Each entry below should be returned exactly as is, with the pictures removed.

Supplied information:
►
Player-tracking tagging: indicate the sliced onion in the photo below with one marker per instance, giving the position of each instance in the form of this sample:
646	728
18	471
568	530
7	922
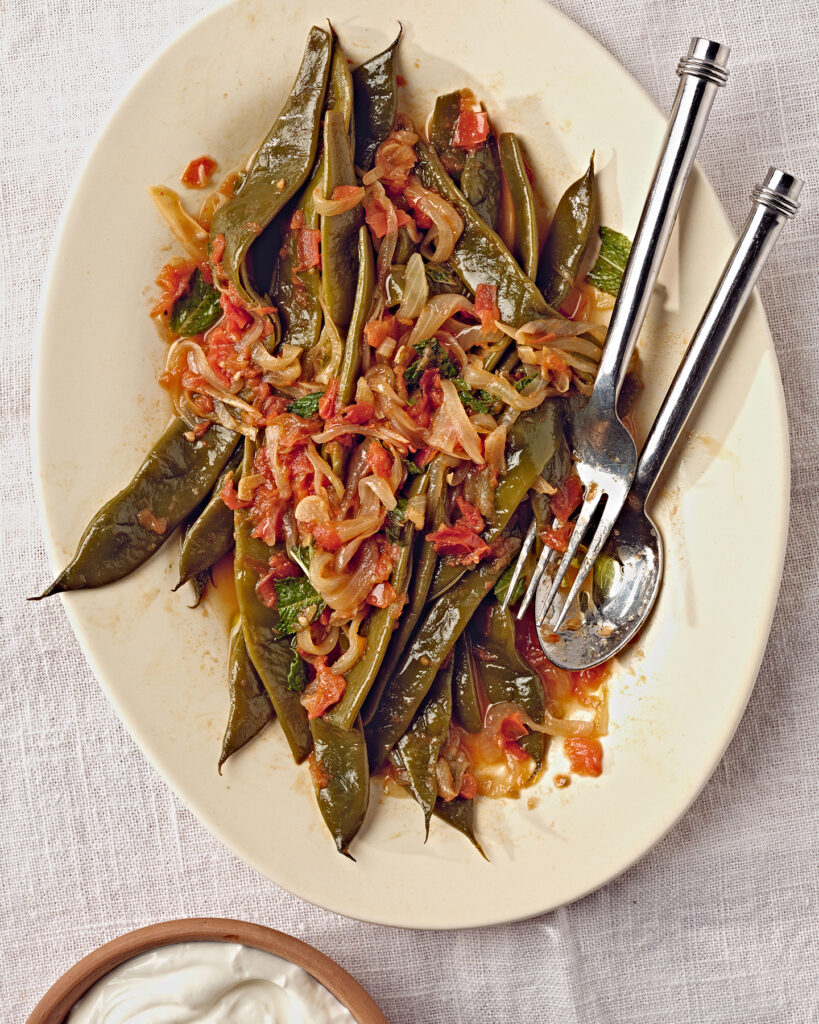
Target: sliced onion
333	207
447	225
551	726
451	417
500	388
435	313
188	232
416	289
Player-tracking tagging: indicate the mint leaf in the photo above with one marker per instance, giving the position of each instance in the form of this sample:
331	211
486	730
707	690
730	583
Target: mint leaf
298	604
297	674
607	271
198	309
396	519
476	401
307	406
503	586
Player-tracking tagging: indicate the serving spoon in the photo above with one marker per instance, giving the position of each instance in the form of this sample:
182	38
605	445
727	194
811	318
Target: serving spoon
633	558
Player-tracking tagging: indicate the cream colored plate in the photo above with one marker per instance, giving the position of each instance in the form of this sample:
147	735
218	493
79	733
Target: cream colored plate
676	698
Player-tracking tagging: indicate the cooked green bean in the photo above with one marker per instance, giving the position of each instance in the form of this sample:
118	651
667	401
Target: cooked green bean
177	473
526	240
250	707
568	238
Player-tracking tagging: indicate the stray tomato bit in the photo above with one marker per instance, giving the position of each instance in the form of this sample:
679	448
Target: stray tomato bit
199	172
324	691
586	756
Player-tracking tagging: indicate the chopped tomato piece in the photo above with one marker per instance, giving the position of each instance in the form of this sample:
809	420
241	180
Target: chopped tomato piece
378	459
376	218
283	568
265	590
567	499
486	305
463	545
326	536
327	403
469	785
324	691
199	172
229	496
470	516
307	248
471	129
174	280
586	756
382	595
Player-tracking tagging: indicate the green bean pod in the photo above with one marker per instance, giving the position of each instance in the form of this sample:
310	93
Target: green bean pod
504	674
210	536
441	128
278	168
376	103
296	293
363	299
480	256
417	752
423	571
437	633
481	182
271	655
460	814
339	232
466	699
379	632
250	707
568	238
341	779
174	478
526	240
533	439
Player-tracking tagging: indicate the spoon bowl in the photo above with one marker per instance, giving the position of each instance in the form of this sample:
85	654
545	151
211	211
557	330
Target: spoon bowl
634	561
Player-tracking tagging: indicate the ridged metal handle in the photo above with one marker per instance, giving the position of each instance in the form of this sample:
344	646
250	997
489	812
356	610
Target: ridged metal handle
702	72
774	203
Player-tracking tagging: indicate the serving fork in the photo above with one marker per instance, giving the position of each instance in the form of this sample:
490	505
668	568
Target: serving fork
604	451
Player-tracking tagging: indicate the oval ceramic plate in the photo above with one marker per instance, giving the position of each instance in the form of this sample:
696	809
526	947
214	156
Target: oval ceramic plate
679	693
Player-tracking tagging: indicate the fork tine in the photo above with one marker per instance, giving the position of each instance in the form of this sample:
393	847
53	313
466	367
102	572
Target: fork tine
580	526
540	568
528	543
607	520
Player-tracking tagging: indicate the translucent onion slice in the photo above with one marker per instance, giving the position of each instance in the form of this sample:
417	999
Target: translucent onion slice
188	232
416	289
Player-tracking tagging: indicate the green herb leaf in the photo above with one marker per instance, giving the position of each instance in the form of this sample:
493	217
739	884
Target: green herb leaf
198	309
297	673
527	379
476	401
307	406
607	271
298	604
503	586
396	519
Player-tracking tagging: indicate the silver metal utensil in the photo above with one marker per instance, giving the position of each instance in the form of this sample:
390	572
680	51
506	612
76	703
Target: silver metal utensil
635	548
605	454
◄
Solution to this exercise:
Player-tracking tagging: indicate the sliced onion in the photo below with one marker per instance, giving the position of each instance in the form of this sample:
646	728
18	471
568	530
7	922
Target: sliced onion
333	207
447	225
551	726
451	417
500	388
435	313
188	232
416	289
Player-tracking tagging: indicate the mint leaf in the photo above with one marker per instance, giving the position of each instance in the form of this sample:
331	211
486	730
707	690
730	583
Target: mint leaf
298	604
297	674
607	271
198	309
396	519
476	401
307	406
503	586
Player-tracking tagging: indicate the serving spoon in the photo above with one marker per instance, giving the position of each instance in the form of this sample:
182	38
605	445
727	194
811	318
Target: serving spoon
633	558
Player-tracking tagging: indicate the cream colored plate in the photo above with one marker per instance, giving the position of each instance in the form of this sample:
147	735
218	493
79	733
Target: cream colored plate
676	698
Player-tracking tagging: indicate the cooked green bean in the photo above with one marker per instance, giving the position of each instance in the form of this sample:
118	651
667	401
Target: cooked green bean
177	473
526	240
250	707
568	238
Player-tracking tagging: indicate the stray tomato bit in the photo above with one marker per instance, giving the position of each instance in the form of this sample:
679	448
Target: stray tomato bit
199	172
324	691
586	756
Player-tracking tagging: indicate the chopped tomato piece in the photo above with one marker per instance, giving the position of each instance in the form of this sample:
809	420
241	180
Target: chopped tomato piece
378	459
376	218
283	568
265	590
567	499
486	305
463	545
326	536
327	403
469	785
324	691
199	172
229	496
470	516
307	248
471	129
174	280
586	756
382	595
Player-tracking tagging: indicate the green bean pod in the photo above with one marker per instance, giving the position of each instance in the form of this sample:
310	93
Target: green bean pod
504	674
210	536
441	128
278	168
376	103
296	293
363	299
480	256
417	752
423	571
437	633
481	182
271	655
460	814
339	232
466	699
379	632
250	707
568	238
341	779
174	478
526	240
533	439
Player-tracking tagging: indicate the spoon bowl in the photo above with one marker per instance, giving the position of each instance in the form of this sample:
85	654
545	151
211	211
557	330
Target: spoon bowl
634	561
Player-tracking tagging: indicate the ridged metal handle in the photo above with one marker per instance, giving the position of each instance in the form of this sample:
344	646
250	997
489	812
356	610
Target: ridged metal handle
702	72
774	203
Player-tracking tagging: indicate the serving fork in the photo above with one marker per instance, giving the position of each instance in the form of this sample:
490	505
668	568
Target: serving fork
604	451
Player-tracking tagging: indicate the oval ceramic plate in the photo above with one marker per instance, giving the position of each instance in the form of this sample:
696	809
526	947
214	156
Target: oval ceramic plate
679	693
Player-tracking tagging: indicate the fork tine in the photo above with one marker per instance, giving the position of each instance in the form of this sample:
393	847
53	313
466	367
102	572
Target: fork tine
580	526
540	568
528	543
607	520
Player-tracking tagging: indicate the translucent onion slice in the photo above with one marker per instance, giving the position of each instance in the form of this sample:
417	999
Target: translucent onion slice
188	232
416	289
Player-tracking tagging: indicate the green herb leaf in the photo above with one marker per instance, giving the position of each instance in the form of this sample:
493	217
739	884
Target: green herb leaf
198	309
297	673
527	379
476	401
307	406
607	271
298	604
503	586
396	519
Player-tracking tagging: indicate the silver metal utensil in the photo above with one marker per instance, giving the position of each instance in the form of this sample:
390	572
680	51
506	612
76	703
Target: silver metal utensil
635	548
605	454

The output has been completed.